> _Extract_
So overall I think I'd enjoy linework, I'd like the outdoor work and don't mind the conditions, but I'm a little concerned I'd get bored with it as it's less mental than wireman? Currently I'm thinking just take whichever I get(guessing it would be wireman), but then also thinking if I wanted to ever do lineman need to do it now when I'm young so maybe focus on that?

I know it's ultimately something I'll have to decide, thanks for any input everyone.


----------



## splatz

277boy said:


> Anyways, I'm 21, ... it seems the main argument against linework is the weather and being away from family. I *don't really see myself having a family* and I'm pretty tolerant of rough weather. Because of that I don't see those aspects being much of an issue for me.


The former often changes in the near future, the latter in the distant future. People your age have trouble picturing that, but take other people's word for it. 



> So overall I think..., but then also thinking ...so maybe ...

> _Task prompt_
In the forum thread, what worry does the poster have about linework?

> _Dataset_
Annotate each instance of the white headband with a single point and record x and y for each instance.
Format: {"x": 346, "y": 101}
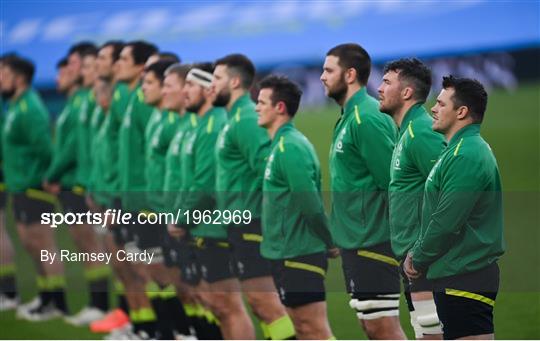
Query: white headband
{"x": 200, "y": 77}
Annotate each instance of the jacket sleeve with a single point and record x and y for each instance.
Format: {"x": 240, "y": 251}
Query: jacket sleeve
{"x": 300, "y": 172}
{"x": 64, "y": 156}
{"x": 459, "y": 193}
{"x": 253, "y": 142}
{"x": 376, "y": 143}
{"x": 201, "y": 193}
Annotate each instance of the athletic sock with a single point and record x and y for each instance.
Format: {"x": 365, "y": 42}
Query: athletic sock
{"x": 56, "y": 285}
{"x": 121, "y": 297}
{"x": 98, "y": 280}
{"x": 43, "y": 290}
{"x": 7, "y": 280}
{"x": 176, "y": 317}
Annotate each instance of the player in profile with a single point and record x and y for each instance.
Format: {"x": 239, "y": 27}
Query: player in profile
{"x": 241, "y": 149}
{"x": 360, "y": 155}
{"x": 296, "y": 235}
{"x": 462, "y": 216}
{"x": 26, "y": 151}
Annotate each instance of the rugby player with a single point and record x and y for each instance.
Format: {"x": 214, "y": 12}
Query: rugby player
{"x": 241, "y": 151}
{"x": 295, "y": 229}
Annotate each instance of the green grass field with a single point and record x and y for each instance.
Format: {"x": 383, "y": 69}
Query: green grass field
{"x": 511, "y": 127}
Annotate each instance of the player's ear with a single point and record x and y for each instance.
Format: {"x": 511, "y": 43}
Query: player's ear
{"x": 350, "y": 75}
{"x": 407, "y": 93}
{"x": 462, "y": 112}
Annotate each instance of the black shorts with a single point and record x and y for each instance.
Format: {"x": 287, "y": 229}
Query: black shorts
{"x": 372, "y": 280}
{"x": 3, "y": 195}
{"x": 246, "y": 256}
{"x": 214, "y": 258}
{"x": 29, "y": 205}
{"x": 465, "y": 302}
{"x": 300, "y": 280}
{"x": 73, "y": 201}
{"x": 189, "y": 267}
{"x": 148, "y": 236}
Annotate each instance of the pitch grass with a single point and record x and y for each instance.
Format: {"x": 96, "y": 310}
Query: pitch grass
{"x": 511, "y": 127}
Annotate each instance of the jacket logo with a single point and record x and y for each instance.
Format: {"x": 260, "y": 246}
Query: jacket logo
{"x": 430, "y": 176}
{"x": 268, "y": 169}
{"x": 221, "y": 137}
{"x": 339, "y": 143}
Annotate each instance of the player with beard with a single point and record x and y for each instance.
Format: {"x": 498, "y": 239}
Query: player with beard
{"x": 105, "y": 174}
{"x": 70, "y": 167}
{"x": 26, "y": 150}
{"x": 462, "y": 216}
{"x": 241, "y": 151}
{"x": 360, "y": 155}
{"x": 402, "y": 93}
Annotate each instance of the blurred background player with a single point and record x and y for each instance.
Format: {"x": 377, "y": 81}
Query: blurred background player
{"x": 296, "y": 235}
{"x": 69, "y": 170}
{"x": 26, "y": 144}
{"x": 462, "y": 216}
{"x": 404, "y": 89}
{"x": 218, "y": 287}
{"x": 242, "y": 149}
{"x": 360, "y": 155}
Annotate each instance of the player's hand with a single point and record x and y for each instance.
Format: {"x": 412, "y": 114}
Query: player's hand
{"x": 176, "y": 232}
{"x": 409, "y": 269}
{"x": 53, "y": 188}
{"x": 333, "y": 252}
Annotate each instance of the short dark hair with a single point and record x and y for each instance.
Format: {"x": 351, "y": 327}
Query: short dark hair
{"x": 181, "y": 70}
{"x": 470, "y": 93}
{"x": 241, "y": 65}
{"x": 159, "y": 68}
{"x": 141, "y": 51}
{"x": 354, "y": 56}
{"x": 83, "y": 48}
{"x": 283, "y": 90}
{"x": 61, "y": 63}
{"x": 117, "y": 46}
{"x": 169, "y": 56}
{"x": 22, "y": 67}
{"x": 413, "y": 72}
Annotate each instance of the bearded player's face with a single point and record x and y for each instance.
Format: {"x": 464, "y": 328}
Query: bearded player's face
{"x": 333, "y": 79}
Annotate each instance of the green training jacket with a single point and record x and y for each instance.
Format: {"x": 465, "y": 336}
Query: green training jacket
{"x": 241, "y": 151}
{"x": 293, "y": 219}
{"x": 462, "y": 216}
{"x": 26, "y": 142}
{"x": 131, "y": 152}
{"x": 198, "y": 164}
{"x": 63, "y": 168}
{"x": 360, "y": 156}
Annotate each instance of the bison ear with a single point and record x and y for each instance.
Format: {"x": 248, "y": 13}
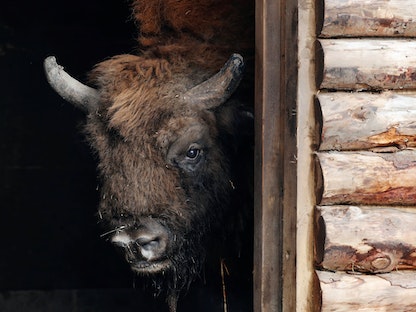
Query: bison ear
{"x": 219, "y": 88}
{"x": 70, "y": 89}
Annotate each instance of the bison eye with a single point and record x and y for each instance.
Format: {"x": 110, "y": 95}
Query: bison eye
{"x": 193, "y": 153}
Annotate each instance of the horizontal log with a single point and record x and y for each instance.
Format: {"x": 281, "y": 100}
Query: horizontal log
{"x": 342, "y": 292}
{"x": 371, "y": 64}
{"x": 365, "y": 239}
{"x": 362, "y": 120}
{"x": 357, "y": 18}
{"x": 366, "y": 178}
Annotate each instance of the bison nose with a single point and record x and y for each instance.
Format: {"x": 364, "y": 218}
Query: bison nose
{"x": 152, "y": 242}
{"x": 147, "y": 241}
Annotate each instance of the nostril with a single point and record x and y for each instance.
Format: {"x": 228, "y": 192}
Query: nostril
{"x": 151, "y": 248}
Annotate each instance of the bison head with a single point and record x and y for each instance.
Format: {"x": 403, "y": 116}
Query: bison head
{"x": 165, "y": 138}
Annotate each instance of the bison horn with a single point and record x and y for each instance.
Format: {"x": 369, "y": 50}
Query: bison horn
{"x": 73, "y": 91}
{"x": 218, "y": 89}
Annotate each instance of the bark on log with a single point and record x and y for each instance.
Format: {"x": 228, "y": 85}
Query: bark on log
{"x": 367, "y": 178}
{"x": 371, "y": 64}
{"x": 357, "y": 121}
{"x": 365, "y": 239}
{"x": 342, "y": 292}
{"x": 369, "y": 18}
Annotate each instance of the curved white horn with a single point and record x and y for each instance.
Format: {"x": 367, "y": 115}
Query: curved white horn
{"x": 73, "y": 91}
{"x": 218, "y": 89}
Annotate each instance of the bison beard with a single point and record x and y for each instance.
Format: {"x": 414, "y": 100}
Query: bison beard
{"x": 173, "y": 137}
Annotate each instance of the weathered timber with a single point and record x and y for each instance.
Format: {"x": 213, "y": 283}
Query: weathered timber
{"x": 362, "y": 120}
{"x": 365, "y": 239}
{"x": 352, "y": 18}
{"x": 371, "y": 64}
{"x": 366, "y": 178}
{"x": 342, "y": 292}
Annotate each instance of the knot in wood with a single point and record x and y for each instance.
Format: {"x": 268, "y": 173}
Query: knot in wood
{"x": 381, "y": 263}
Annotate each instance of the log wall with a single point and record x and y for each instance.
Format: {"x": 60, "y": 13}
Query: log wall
{"x": 365, "y": 244}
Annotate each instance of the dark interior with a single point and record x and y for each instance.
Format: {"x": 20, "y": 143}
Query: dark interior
{"x": 52, "y": 256}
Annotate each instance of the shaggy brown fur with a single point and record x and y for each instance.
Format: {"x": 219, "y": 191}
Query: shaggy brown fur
{"x": 142, "y": 130}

> _Exercise output_
The poster worries about getting bored with it because it is less mental than wireman work.